▸ **Activity**: Transcribe exactly the line that contains "Could you please" and every line below it in the listing, through the last, and no other lines.

▸ **Exercise material**:
*** Begin section ***

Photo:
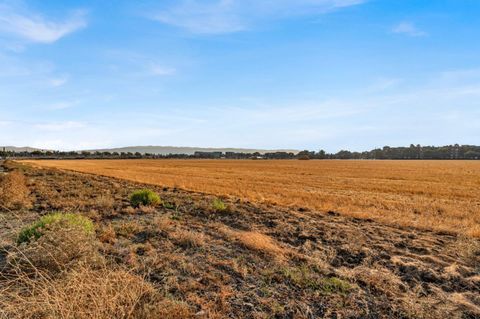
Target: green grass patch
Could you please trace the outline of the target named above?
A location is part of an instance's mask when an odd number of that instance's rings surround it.
[[[326,294],[341,295],[347,295],[352,289],[348,282],[337,277],[323,278],[320,287],[320,290]]]
[[[216,212],[223,212],[227,210],[227,205],[220,198],[215,198],[212,202],[212,208]]]
[[[93,234],[95,231],[93,222],[87,217],[71,213],[52,213],[42,216],[33,224],[23,228],[18,234],[17,243],[30,242],[32,239],[37,240],[43,235],[43,232],[52,225],[78,227],[86,234]]]
[[[130,204],[133,207],[143,206],[157,206],[161,203],[160,196],[150,189],[140,189],[130,195]]]
[[[319,291],[323,294],[347,295],[352,289],[348,282],[337,277],[322,277],[316,269],[307,265],[284,267],[280,272],[295,286]]]
[[[176,209],[177,208],[177,205],[175,205],[174,203],[170,203],[170,202],[163,202],[162,206],[166,209]]]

*** End section ***

▸ **Answer section**:
Could you please trace the outline of the target named above?
A location is part of an instance's mask when an odd number of that instance's rings surround it.
[[[326,294],[341,295],[347,295],[352,289],[348,282],[337,277],[323,278],[320,287],[320,290]]]
[[[216,212],[223,212],[227,210],[227,205],[220,198],[215,198],[212,202],[212,208]]]
[[[93,234],[95,231],[93,222],[87,217],[71,213],[52,213],[42,216],[33,224],[23,228],[18,234],[17,243],[30,242],[32,239],[37,240],[43,235],[43,232],[52,225],[78,227],[86,234]]]
[[[130,204],[133,207],[143,206],[157,206],[161,203],[160,196],[150,189],[140,189],[130,195]]]
[[[319,291],[323,294],[347,295],[352,289],[348,282],[337,277],[322,277],[316,269],[307,265],[284,267],[280,272],[295,286]]]
[[[176,209],[177,208],[177,205],[175,205],[174,203],[170,203],[170,202],[163,202],[162,206],[166,209]]]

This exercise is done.